BBWAA Watchdog is dedicated to exploring the voting records of the members of the Baseball Writers Association of America. Their general secrecy about their members, their refusal to open their ranks to journalists outside of the print media, and, primarily, their awful voting history for baseball's highest awards, demand that their collective words and deeds be documented and critically examined.

Monday, February 5, 2007

Morneau vs Mauer

Recently, the BBWAA's Minnesota chapter held their Diamond Awards ceremony, their year-end event to bestow local awards upon the best Twins players. This is held in conjunction with the Bob Allison Ataxia Research Center, with the proceeds from ticket sales going to fund research to fight ataxia, the neuromuscular disease that took Allison's life. It sounds like a wonderful cause, and I'm not saying that just because Bob Allison is the best baseball player to ever come out of The University of Kansas (although it helps).

They gave out awards to Francisco Liriano (Twins Rookie of the Year), Michael Cuddyer (Most Improved), a pair of their minor leaguers, and one to Torii Hunter for being a good interview. Harmon Killebrew got an award for community service. Brad Radke was given the Bob Allison Award for his leadership, and in a very touching moment, was also called to the stage unexpectedly by Johan Santana, who then gave his Twins Pitcher of the Year Award to the retiring Radke. Like I said, it sounds like a wonderful evening.

Unfortunately, the local BBWAA chapter doesn't seem to know any more about player performance than the nationwide BBWAA membership, because they gave their Twins Player of the Year Award to Justin Morneau instead of Joe Mauer.

Look folks, this isn't that hard. Joe Mauer, while playing an infinitely more difficult defensive position, was a better offensive player than Justin Morneau last year. A few numbers:

OPS+: Mauer - 144; Morneau - 140
RC/27: Mauer - 8.23; Morneau - 7.92

In case you don't know what those are, OPS+ is a player's on-base percentage, plus slugging percentage (OPS) adjusted for his home ballpark and then compared to the league average. Average would be 100, so Mauer's 144 mark means he was 44% better offensively than a league-average hitter. Morneau was 40% better, still excellent, but short of Mauer's mark. And RC/27 is simply Runs Created per 27 Outs, essentially a representation of the number of runs per game that a team would score if all of their hitters were Joe Mauer or Justin Morneau. As you can see, the Mauer team would score about one-third of a run more each game than the Morneau team.

§ **Tasks to complete**
- A) In the post on Morneau vs Mauer, what was Joe Mauer's OPS+ last year?
- B) Duplicate the Morneau vs Mauer post from "They gave out" to "of Joe Mauer.".
- C) Pick up the Morneau vs Mauer post after its final sentence and keep writing it.

§ **Data extracts**
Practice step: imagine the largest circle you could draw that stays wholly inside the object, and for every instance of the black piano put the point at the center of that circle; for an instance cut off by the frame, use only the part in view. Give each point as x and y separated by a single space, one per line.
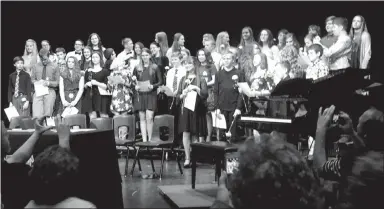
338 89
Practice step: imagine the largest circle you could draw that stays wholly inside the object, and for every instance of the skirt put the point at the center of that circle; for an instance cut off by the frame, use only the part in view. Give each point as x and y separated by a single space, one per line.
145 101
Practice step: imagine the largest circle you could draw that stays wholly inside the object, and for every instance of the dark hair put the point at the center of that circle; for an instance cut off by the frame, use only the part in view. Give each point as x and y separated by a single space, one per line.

==

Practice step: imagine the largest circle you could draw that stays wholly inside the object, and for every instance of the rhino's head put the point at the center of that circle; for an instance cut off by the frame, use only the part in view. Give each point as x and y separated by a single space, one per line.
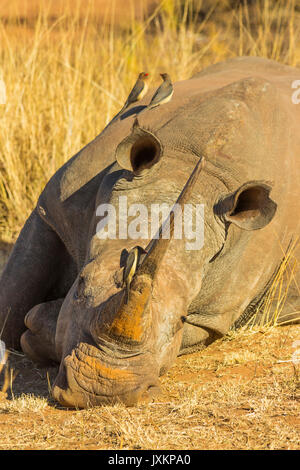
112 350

==

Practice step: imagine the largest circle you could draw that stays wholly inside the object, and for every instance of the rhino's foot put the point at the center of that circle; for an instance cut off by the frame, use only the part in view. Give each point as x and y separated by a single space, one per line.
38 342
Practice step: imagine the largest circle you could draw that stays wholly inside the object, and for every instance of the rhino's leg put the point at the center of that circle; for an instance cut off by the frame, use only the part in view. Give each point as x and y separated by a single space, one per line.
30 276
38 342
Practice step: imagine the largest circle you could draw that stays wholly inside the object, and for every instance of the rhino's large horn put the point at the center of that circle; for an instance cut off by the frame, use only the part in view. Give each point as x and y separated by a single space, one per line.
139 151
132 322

§ **Outputs by task**
- A) 144

- B)
They gave out awards to Francisco Liriano (Twins Rookie of the Year), Michael Cuddyer (Most Improved), a pair of their minor leaguers, and one to Torii Hunter for being a good interview. Harmon Killebrew got an award for community service. Brad Radke was given the Bob Allison Award for his leadership, and in a very touching moment, was also called to the stage unexpectedly by Johan Santana, who then gave his Twins Pitcher of the Year Award to the retiring Radke. Like I said, it sounds like a wonderful evening.

Unfortunately, the local BBWAA chapter doesn't seem to know any more about player performance than the nationwide BBWAA membership, because they gave their Twins Player of the Year Award to Justin Morneau instead of Joe Mauer.

- C)
So there's that. Then add in the disparity in their defensive performances and it becomes even more clear that Mauer was the better player. Two more numbers:

WARP3: Mauer - 10.6; Morneau - 8.6
Win Shares: Mauer - 31; Morneau - 27

WARP stands for Wins Above Replacement Player, a stat created by the good folks at The Baseball Prospectus to measure the number of team wins that a player was worth over the contributions a replacement-level player would have provided. This is inclusive of a player's defense as well as offense, and the "3" appended to it means that the totals have been neutralized to account for the player's home ballpark and run-scoring era. Win Shares, courtesy of The Hardball Times, is Bill James' famous creation that does essentially the same thing as WARP only with a different scoring scale. As you can see, Mauer was clearly ahead of Morneau in each category.

In short, I don't care if the BBWAA as a whole was foolish enough to declare Justin Morneau the Most Valuable Player in the American League. He clearly wasn't, and one would hope that at least the local writers would have known better. Sadly, it appears they weren't able to figure out that Morneau wasn't even the best player on the team they cover for a living.